> [Raw data]
★ ★ ★ ★ ★ ★ ★

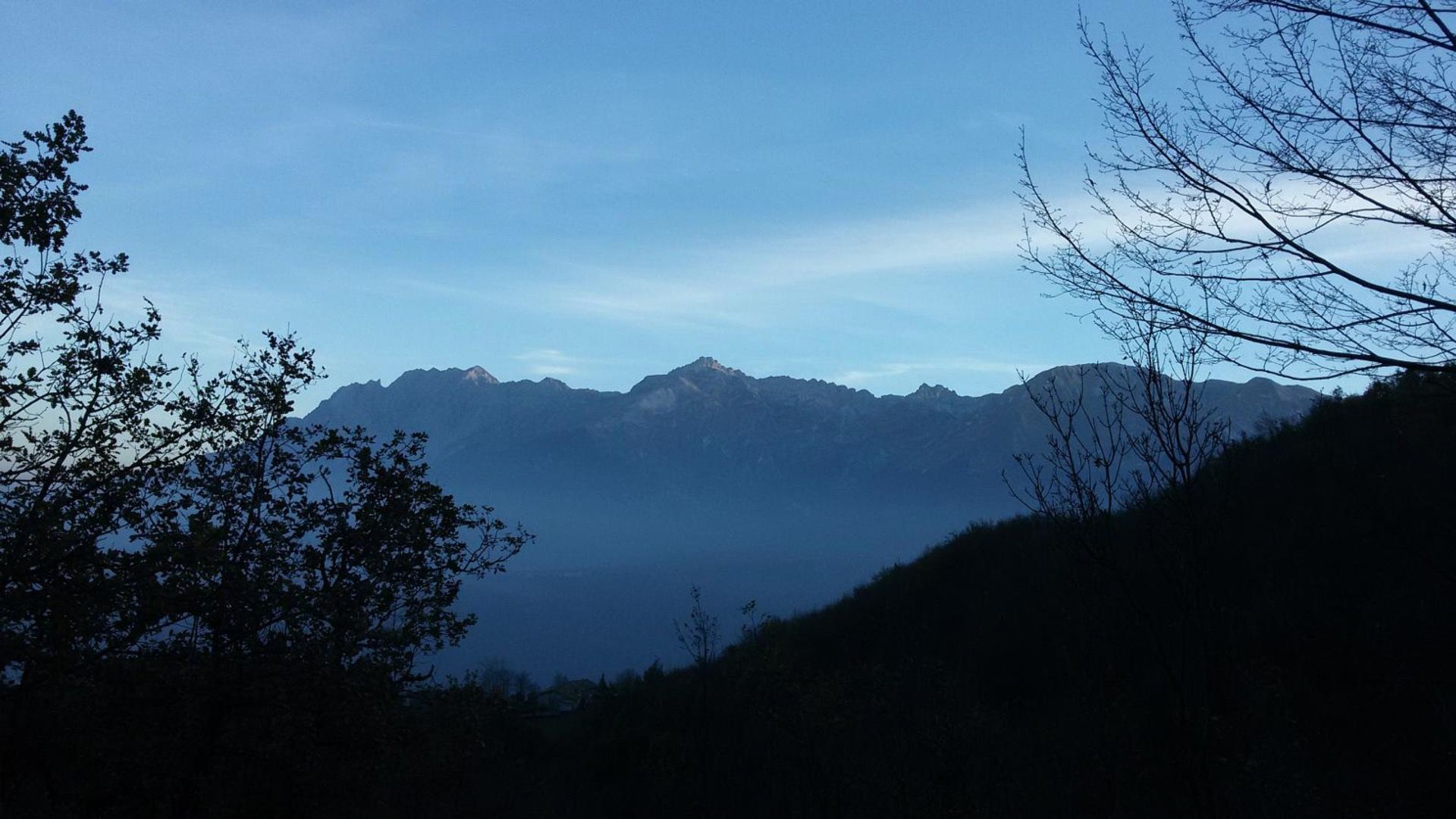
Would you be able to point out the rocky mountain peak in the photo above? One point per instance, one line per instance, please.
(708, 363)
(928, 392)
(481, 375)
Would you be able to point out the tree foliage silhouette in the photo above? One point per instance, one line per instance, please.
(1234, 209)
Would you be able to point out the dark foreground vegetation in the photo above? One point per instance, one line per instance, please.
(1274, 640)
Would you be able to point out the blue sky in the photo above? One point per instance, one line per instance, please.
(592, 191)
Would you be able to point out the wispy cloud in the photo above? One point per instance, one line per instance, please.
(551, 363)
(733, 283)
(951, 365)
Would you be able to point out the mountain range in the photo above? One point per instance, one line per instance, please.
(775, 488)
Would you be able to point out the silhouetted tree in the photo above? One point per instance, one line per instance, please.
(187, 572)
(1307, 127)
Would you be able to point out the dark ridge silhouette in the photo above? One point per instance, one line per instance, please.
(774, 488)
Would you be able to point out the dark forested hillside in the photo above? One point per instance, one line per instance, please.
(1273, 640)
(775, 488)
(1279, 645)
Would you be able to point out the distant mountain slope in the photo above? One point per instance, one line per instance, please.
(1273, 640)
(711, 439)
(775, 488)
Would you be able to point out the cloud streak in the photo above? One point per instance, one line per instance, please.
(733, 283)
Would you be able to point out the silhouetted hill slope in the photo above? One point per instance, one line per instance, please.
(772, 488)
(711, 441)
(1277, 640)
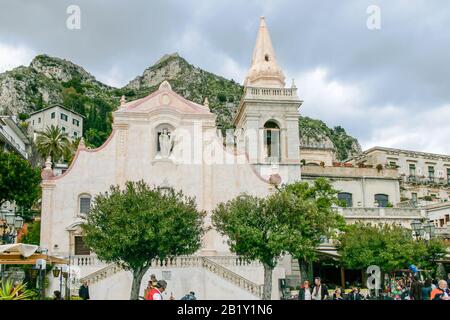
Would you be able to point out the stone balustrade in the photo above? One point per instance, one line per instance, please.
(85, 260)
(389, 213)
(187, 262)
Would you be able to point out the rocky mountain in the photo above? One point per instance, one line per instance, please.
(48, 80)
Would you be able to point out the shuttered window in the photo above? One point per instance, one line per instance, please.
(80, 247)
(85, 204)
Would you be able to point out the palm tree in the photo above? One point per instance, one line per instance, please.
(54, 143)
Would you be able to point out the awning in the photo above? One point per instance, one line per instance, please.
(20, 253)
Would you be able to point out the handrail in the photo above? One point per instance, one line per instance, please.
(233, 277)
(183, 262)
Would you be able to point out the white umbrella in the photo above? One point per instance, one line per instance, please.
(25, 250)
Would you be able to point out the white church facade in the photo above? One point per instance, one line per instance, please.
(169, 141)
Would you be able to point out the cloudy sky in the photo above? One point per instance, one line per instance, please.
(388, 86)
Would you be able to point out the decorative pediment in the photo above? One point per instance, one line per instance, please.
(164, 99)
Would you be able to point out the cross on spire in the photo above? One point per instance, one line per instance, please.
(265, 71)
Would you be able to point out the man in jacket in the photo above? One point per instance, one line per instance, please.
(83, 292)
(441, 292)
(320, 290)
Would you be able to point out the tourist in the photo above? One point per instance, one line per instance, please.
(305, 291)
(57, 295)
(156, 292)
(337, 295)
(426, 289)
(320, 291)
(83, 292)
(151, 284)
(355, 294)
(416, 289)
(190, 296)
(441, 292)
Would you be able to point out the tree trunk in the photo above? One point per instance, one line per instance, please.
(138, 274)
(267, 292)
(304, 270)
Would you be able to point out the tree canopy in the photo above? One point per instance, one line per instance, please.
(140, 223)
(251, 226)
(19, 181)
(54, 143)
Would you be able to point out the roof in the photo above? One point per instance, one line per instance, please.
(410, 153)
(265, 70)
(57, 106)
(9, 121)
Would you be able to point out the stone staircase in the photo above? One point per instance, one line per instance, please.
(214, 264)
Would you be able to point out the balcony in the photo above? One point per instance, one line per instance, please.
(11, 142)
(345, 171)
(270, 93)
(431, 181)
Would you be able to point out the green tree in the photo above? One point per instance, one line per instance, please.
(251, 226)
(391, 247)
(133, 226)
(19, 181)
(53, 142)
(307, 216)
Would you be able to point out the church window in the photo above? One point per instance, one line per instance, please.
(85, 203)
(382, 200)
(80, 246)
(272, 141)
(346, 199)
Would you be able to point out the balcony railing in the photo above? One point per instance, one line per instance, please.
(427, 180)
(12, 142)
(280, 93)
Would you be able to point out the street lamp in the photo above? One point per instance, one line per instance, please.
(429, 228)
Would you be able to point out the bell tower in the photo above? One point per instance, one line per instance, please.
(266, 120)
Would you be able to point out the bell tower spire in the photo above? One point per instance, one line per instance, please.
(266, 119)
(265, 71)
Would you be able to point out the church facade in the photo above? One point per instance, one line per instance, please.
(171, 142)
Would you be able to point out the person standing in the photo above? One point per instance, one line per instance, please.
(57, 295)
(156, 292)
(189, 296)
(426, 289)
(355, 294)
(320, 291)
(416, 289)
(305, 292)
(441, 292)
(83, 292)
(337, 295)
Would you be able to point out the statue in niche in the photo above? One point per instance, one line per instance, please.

★ ★ ★ ★ ★ ★ ★

> [Do this]
Update the listing by replacing every occurrence of "photo" with "image" and leave every other line and character as is. Omit the pictures from your output.

> [Result for this exercise]
Would you be able to point out the rocky mountain peak in the image above? One point per instance, one line per instance, please.
(708, 363)
(928, 392)
(481, 375)
Would you be able to point out the tree foliage silhouette in the image above? One point per instance, one line per instance, please.
(1234, 209)
Would you be able to point out the dark foreground vegetation in the image above? One point per instance, one line per instance, please.
(1274, 640)
Would you be able to point out the blue sky in the image above? One point per instance, one line per instance, please.
(592, 191)
Would you be able to point out the wispy cloud in the image above? One point per instance, one line per instance, please.
(551, 363)
(733, 283)
(951, 365)
Would you be able to point out the mountain range in the image above? One point per instance, one line per instance, please.
(775, 488)
Would you be able to point out the silhouetted tree in the image above? One point per instance, one line per instance, please.
(187, 572)
(1307, 127)
Would you be able to point out the dark ridge silhouette in the image above? One point per instance, one line per instance, please.
(774, 488)
Would you be able to point out the dark forested hillside in the image above? One point per instance, one line per instance, please.
(1273, 640)
(775, 488)
(1279, 645)
Would you be able to point out the distant mountain slope in the image above? One point per instance, one line per instance, please.
(1273, 640)
(711, 439)
(775, 488)
Would you be able to point out the cloud streak in the image above? One point per instance, one line per instance, please.
(733, 283)
Would you be able to point out the silhouetted hill slope in the image above? One point per instance, one line per instance, please.
(772, 488)
(711, 441)
(1277, 640)
Would you be able to point out the stone balustrade in the image above? One point per instance, one line per instance, please.
(85, 260)
(389, 213)
(187, 262)
Would you be able to point out the rocky mountain in the image above? One point per instance, one line per instance, please.
(48, 80)
Would you be able to point out the shuttered window in the image above? One point per instance, one line per instance, please.
(80, 247)
(85, 204)
Would you be able to point out the palm tree in the image above? One point per instance, one line per instance, please.
(54, 143)
Would you be able to point out the awning in the image above? One point per instance, one line per instance, please.
(20, 253)
Would you be able to point out the handrail in the image above? One point per instance, one line per instance, please.
(233, 277)
(183, 262)
Would you be able to point out the white umbrella in the image above? One point per instance, one line per instance, please.
(25, 250)
Would you be able to point out the white church facade in the image above? One point per instance, one line per instance, please.
(169, 141)
Would you be able to point out the cloudy sky in the image above? One point per instance, one line per instance, please.
(388, 86)
Would you be able to point out the decorative pediment in the image above? One point per instance, one line per instance, please.
(164, 99)
Would you be able to point out the cross on spire in the image above? One point per instance, one line per instance, please.
(265, 71)
Would you be able to point out the man in jacket in the image above? One point per instance, one line per instance, please.
(83, 292)
(441, 292)
(320, 290)
Would you be able to point out the tourist in the image above? One point per instance, one line per instance, please.
(305, 291)
(57, 295)
(156, 292)
(337, 295)
(426, 289)
(320, 291)
(83, 292)
(151, 284)
(355, 294)
(416, 289)
(190, 296)
(441, 292)
Would you be able to point out the tree trunk in the image above? One point per instance, one line per instance, please.
(138, 274)
(267, 292)
(304, 270)
Would you be able to point out the tree canopy in the image above? One point per instance, one line per instance, please.
(140, 223)
(251, 226)
(19, 181)
(54, 143)
Would you be able to point out the roof in the image above? One point per instance, one line per instance, please.
(410, 153)
(265, 70)
(57, 106)
(9, 121)
Would you be able to point out the stone staircase in the image above? One point per instance, one line per instance, please.
(214, 264)
Would you be able to point out the balcony in the image above? One point per instance, one line per instance, please.
(11, 142)
(345, 171)
(270, 93)
(431, 181)
Would you be able to point out the green tree in the image above? One point per instance, one line per instance, please.
(251, 226)
(391, 247)
(133, 226)
(19, 181)
(53, 142)
(307, 216)
Would you be able to point out the church window in the image above? One point per instance, one line per instance, please.
(85, 203)
(382, 200)
(80, 246)
(272, 141)
(346, 199)
Would you be able to point out the balcony railing in the image above? One point per instance, one line per instance, please.
(427, 180)
(12, 142)
(280, 93)
Would you be able to point out the street lamp in the image above? One point per instance, one line per instance, please.
(429, 228)
Would you be able to point out the bell tower in the image above? One point per instance, one line per instance, please.
(266, 120)
Would you be able to point out the bell tower spire in the image above? One point per instance, one line per instance, please.
(266, 119)
(265, 71)
Would you be able to point out the church facade in the image above? One point per instance, one line per instance, please.
(171, 142)
Would you be able to point out the person standing in the image above? One point per instance, one line per instance, please.
(57, 295)
(156, 292)
(189, 296)
(426, 289)
(355, 294)
(320, 291)
(416, 289)
(305, 292)
(441, 292)
(83, 292)
(337, 295)
Would you be able to point out the statue in niche in the image above? One point per instance, one line per instance, please.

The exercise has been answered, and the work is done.